Work required -
Rewrite every line of the listing below, changing each "photo above" to "image above" and keeping everything else the same. Omit the pictures from your version.

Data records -
▼

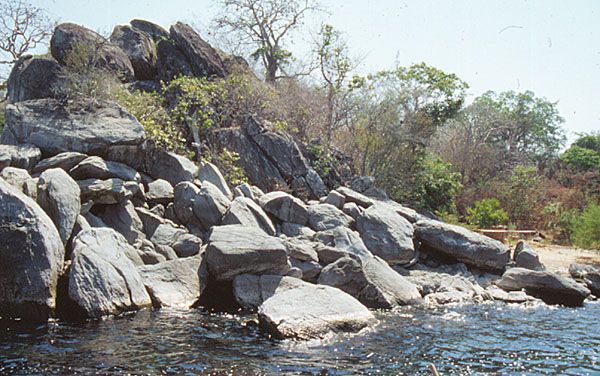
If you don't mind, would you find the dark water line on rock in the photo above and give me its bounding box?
[0,303,600,375]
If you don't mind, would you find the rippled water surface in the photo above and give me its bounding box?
[0,303,600,375]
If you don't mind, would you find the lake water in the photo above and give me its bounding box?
[0,303,600,375]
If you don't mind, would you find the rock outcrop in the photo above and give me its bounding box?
[0,179,65,321]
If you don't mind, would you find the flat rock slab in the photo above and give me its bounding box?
[0,179,65,321]
[0,99,145,156]
[206,225,290,281]
[258,283,375,339]
[414,220,510,272]
[138,256,206,309]
[69,228,152,317]
[496,268,591,307]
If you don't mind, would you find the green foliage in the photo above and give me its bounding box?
[467,198,508,228]
[163,76,224,132]
[560,145,600,171]
[572,201,600,249]
[53,44,119,107]
[205,148,248,187]
[115,90,186,154]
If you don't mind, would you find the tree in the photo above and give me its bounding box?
[215,0,319,83]
[314,24,356,146]
[0,0,54,64]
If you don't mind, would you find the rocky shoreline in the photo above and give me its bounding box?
[0,17,600,339]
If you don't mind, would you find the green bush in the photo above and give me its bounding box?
[571,201,600,249]
[467,198,508,228]
[115,90,187,154]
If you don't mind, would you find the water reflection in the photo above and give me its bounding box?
[0,304,600,375]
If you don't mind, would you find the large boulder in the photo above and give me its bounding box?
[69,157,142,183]
[198,162,233,200]
[138,256,206,309]
[170,22,226,77]
[223,197,276,235]
[0,179,65,321]
[145,148,198,186]
[258,283,375,339]
[259,192,308,225]
[206,225,290,281]
[319,257,421,308]
[356,205,415,264]
[0,144,42,171]
[569,264,600,297]
[414,220,510,272]
[32,148,87,173]
[77,179,140,205]
[110,25,157,80]
[69,228,152,317]
[233,274,305,310]
[50,23,134,82]
[129,19,169,42]
[514,241,546,271]
[496,268,591,307]
[193,181,231,230]
[37,168,81,246]
[7,55,61,103]
[156,39,193,81]
[0,99,145,156]
[308,204,354,231]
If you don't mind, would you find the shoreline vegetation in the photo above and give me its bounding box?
[0,1,600,346]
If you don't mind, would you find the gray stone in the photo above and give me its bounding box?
[233,274,305,310]
[206,225,290,281]
[37,168,81,245]
[336,187,374,208]
[319,257,421,308]
[496,268,591,307]
[316,226,373,259]
[193,181,231,230]
[129,19,169,42]
[0,179,65,321]
[308,204,354,231]
[138,256,206,309]
[7,55,61,103]
[0,99,145,156]
[223,197,276,235]
[77,179,140,205]
[0,144,42,171]
[98,201,146,248]
[325,191,344,209]
[258,283,375,339]
[356,205,415,265]
[170,22,226,77]
[0,167,31,193]
[69,157,142,183]
[281,222,316,238]
[146,179,175,205]
[50,23,134,82]
[110,25,158,80]
[198,162,233,200]
[259,191,308,225]
[514,241,546,271]
[414,220,510,272]
[145,149,198,186]
[33,151,87,173]
[69,228,152,317]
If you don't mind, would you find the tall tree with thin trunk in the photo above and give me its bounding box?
[215,0,319,83]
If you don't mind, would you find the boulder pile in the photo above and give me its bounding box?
[0,20,598,339]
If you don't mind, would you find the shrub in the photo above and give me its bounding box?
[115,90,186,154]
[467,198,508,228]
[572,201,600,249]
[53,44,120,107]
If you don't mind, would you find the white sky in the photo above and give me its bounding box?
[33,0,600,145]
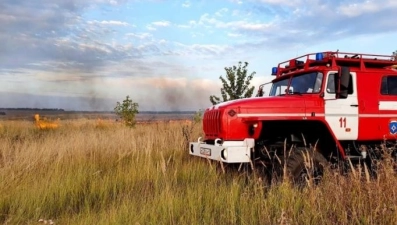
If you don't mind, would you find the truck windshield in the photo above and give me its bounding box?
[269,72,323,96]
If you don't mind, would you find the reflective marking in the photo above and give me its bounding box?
[379,101,397,110]
[237,113,306,117]
[389,121,397,134]
[237,113,397,118]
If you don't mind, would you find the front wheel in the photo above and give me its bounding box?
[286,148,328,187]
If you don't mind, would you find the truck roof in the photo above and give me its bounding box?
[272,51,397,78]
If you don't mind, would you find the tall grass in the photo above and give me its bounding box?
[0,120,397,224]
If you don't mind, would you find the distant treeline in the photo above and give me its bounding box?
[0,108,196,114]
[68,111,196,114]
[0,108,65,112]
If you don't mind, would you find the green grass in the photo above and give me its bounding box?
[0,120,397,224]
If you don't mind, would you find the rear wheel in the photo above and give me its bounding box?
[286,148,328,187]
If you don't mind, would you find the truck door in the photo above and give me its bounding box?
[324,71,359,140]
[376,75,397,139]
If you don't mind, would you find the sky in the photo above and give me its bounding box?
[0,0,397,111]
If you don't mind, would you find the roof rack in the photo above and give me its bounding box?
[272,51,397,77]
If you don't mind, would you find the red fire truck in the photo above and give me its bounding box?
[189,51,397,185]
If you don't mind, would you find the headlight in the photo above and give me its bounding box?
[221,149,227,160]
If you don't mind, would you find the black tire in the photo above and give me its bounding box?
[286,148,328,187]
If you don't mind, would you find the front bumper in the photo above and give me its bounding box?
[189,138,255,163]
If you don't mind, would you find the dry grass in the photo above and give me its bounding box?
[0,120,397,224]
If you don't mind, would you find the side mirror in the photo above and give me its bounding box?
[334,66,350,98]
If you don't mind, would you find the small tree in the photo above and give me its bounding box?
[114,95,139,127]
[210,62,256,105]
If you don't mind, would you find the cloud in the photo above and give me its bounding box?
[182,1,191,8]
[87,20,133,26]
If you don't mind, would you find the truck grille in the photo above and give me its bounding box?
[203,110,221,138]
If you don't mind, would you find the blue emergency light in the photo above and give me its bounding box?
[316,52,324,61]
[272,67,278,75]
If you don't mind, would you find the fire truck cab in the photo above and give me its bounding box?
[189,51,397,183]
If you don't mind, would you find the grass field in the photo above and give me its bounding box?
[0,119,397,225]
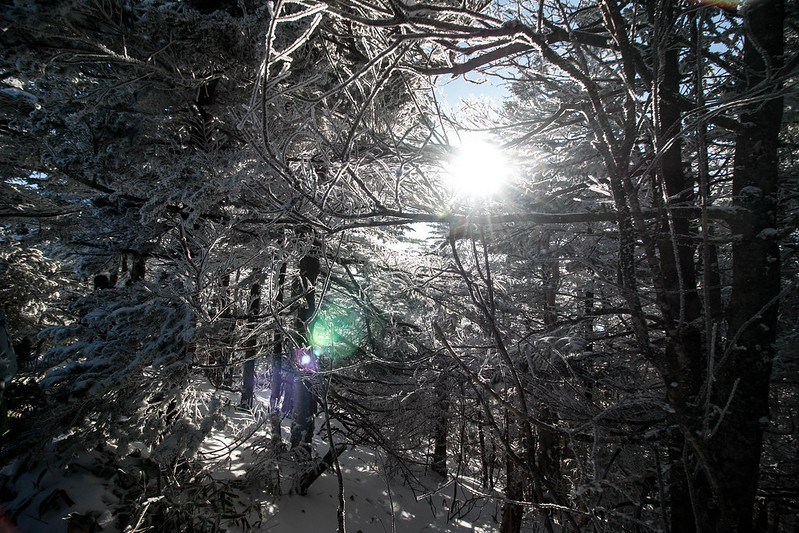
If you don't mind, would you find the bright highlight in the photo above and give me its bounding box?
[444,132,510,197]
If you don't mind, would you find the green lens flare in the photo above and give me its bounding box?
[310,302,367,359]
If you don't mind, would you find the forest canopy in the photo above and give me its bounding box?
[0,0,799,533]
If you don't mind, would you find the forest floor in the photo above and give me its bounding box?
[0,384,501,533]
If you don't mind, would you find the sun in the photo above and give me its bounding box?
[444,132,511,198]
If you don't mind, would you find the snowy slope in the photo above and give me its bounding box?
[0,386,500,533]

▲

Answer to this task -
If you don't mind, would you find the dark water line on rock in the image above and give me its bounding box?
[0,303,600,375]
If you don't mind, would you find the rippled water surface in the image above and give me its bounding box?
[0,303,600,375]
If you don't mind, would you find the lake water in the image above and give me its bounding box?
[0,303,600,375]
If you don't mind, would you find the rock outcrop in the image above and give me its bounding box?
[0,179,65,321]
If you don't mind, would you find the flat rock slab in the image above and give me its bounding box?
[0,179,65,321]
[0,99,145,156]
[206,225,290,281]
[258,283,375,339]
[414,220,510,272]
[138,256,206,309]
[69,228,152,317]
[496,268,591,307]
If you don't mind, would you find the green foliage in the image above and give me its bounding box?
[467,198,508,228]
[163,76,224,132]
[560,145,600,171]
[572,201,600,249]
[53,44,119,107]
[205,148,248,187]
[115,90,186,154]
If you don't mind, would you find the tree in the image above and give me its bounding box?
[215,0,319,83]
[314,24,356,146]
[0,0,54,64]
If you don't mind, would you find the rocky shoreline in the image above and give me its bounding box?
[0,17,600,339]
If you don't mind, would you find the green bush in the image above and give me its bounding box?
[571,201,600,249]
[467,198,508,228]
[115,90,187,154]
If you don't mind, would you find the water reflection in the image above and give me its bounding box?
[0,304,600,375]
If you don't mind, would you find the large boulder in the image above and give me its bounding box?
[69,157,142,183]
[198,162,233,200]
[138,256,206,309]
[170,22,226,77]
[223,197,276,235]
[0,179,65,321]
[145,148,198,186]
[258,283,375,339]
[259,192,308,225]
[206,225,290,281]
[319,257,421,308]
[356,205,415,264]
[0,144,42,171]
[569,264,600,297]
[414,220,510,272]
[32,148,87,173]
[77,179,140,205]
[110,25,157,80]
[69,228,152,317]
[233,274,305,310]
[50,23,134,82]
[129,19,169,42]
[514,241,546,271]
[496,268,591,307]
[193,181,231,230]
[37,168,81,246]
[7,55,61,103]
[156,39,193,81]
[0,99,145,156]
[308,204,354,231]
If you don't mind, would you find the shoreline vegetation in the image above and give me its bounding box?
[0,1,600,346]
If you don't mind, would you find the gray stone in the image above and give me its bounding box?
[233,274,305,310]
[206,225,290,281]
[37,168,81,245]
[336,187,374,208]
[319,257,421,308]
[496,268,591,307]
[316,226,373,259]
[193,181,231,230]
[129,19,169,42]
[0,179,65,321]
[308,204,354,231]
[138,256,206,309]
[7,55,61,103]
[0,99,145,156]
[223,197,276,235]
[77,179,140,205]
[0,144,42,171]
[98,201,146,248]
[325,191,344,209]
[258,283,375,339]
[356,205,415,265]
[170,22,226,77]
[0,167,31,193]
[69,157,142,183]
[281,222,316,238]
[146,179,175,205]
[50,23,134,82]
[110,25,158,80]
[198,162,233,200]
[259,191,308,225]
[514,241,546,271]
[414,220,510,272]
[145,149,198,186]
[33,151,87,173]
[69,228,152,317]
If you don't mind, would you find the tall tree with thin trunk in the image above and give me its bounding box?
[215,0,319,83]
If you don't mind, would you find the boulder pile in the image above and give me its bounding box?
[0,20,598,339]
If you don't mind, would you find the shrub in the image above and give me its bounding box?
[115,90,186,154]
[467,198,508,228]
[572,201,600,249]
[53,44,120,107]
If you don't mind, would you find the white sky in the image above and give me its bounding box?
[33,0,600,145]
If you don't mind, would you find the truck windshield in the image above and give me its bounding box?
[269,72,323,96]
If you don't mind, would you find the reflective marking in the image above and give me its bounding box?
[379,101,397,110]
[237,113,306,117]
[389,121,397,134]
[237,113,397,118]
If you don't mind, would you find the front wheel in the image above and give me its bounding box?
[286,148,328,187]
If you don't mind, would you find the truck roof in the image above and give me its bounding box?
[272,51,397,78]
If you don't mind, would you find the tall grass in the image above and give me its bounding box?
[0,120,397,224]
If you don't mind, would you find the distant treeline in the image above and give me its bounding box?
[0,108,196,114]
[68,111,196,114]
[0,108,65,112]
If you don't mind, would you find the green grass in the image above and give me its bounding box?
[0,120,397,224]
If you don't mind, would you find the rear wheel in the image above and give me its bounding box?
[286,148,328,187]
If you don't mind, would you find the truck door in the image above and give me its bounding box?
[324,71,359,140]
[376,75,397,139]
If you don't mind, would you find the sky in the image above and give me its bounding box?
[0,0,397,111]
If you don't mind, would you find the roof rack in the image above and give me its bounding box?
[272,51,397,77]
If you don't mind, would you find the red fire truck in the image above and give me its bounding box?
[189,51,397,185]
If you don't mind, would you find the headlight in the image above and give me its bounding box?
[221,149,227,160]
If you don't mind, would you find the black tire in the image above and give me its bounding box?
[286,148,328,187]
If you don't mind, would you find the front bumper in the image above and give me its bounding box?
[189,138,255,163]
If you don't mind, would you find the dry grass in the image above and give me its bounding box?
[0,120,397,224]
If you don't mind, would you find the side mirror in the image above and give me its bounding box?
[334,66,350,98]
If you don't mind, would you find the small tree in the image above and give me its bounding box?
[114,95,139,127]
[210,62,256,105]
If you don't mind, would you find the cloud in the image above and give me its bounding box?
[182,1,191,8]
[87,20,133,26]
If you don't mind, would you find the truck grille in the image above and give me its bounding box?
[203,110,221,138]
If you don't mind, would you find the blue emergency light in the image above and give me its bounding box?
[316,52,324,61]
[272,67,278,75]
If you don't mind, would you find the fire truck cab in the image above and give me its bounding box?
[189,51,397,183]
If you don't mind, would you find the grass field in the image above and give me its bounding box?
[0,119,397,225]
If you don't mind, would you find the bright highlight in the image above and give me its bounding box?
[444,132,510,197]
If you don't mind, would you find the green lens flare in the image above and give me its bounding box?
[310,302,367,359]
If you don't mind, would you find the forest canopy in the image above and give me its bounding box?
[0,0,799,533]
If you don't mind, would you find the forest floor in the image above and give me its bounding box?
[0,384,501,533]
If you don't mind, would you find the sun in the image above and give me its bounding box?
[444,132,511,198]
If you don't mind, would you find the snowy slope in the image above and give me its bounding box?
[0,386,500,533]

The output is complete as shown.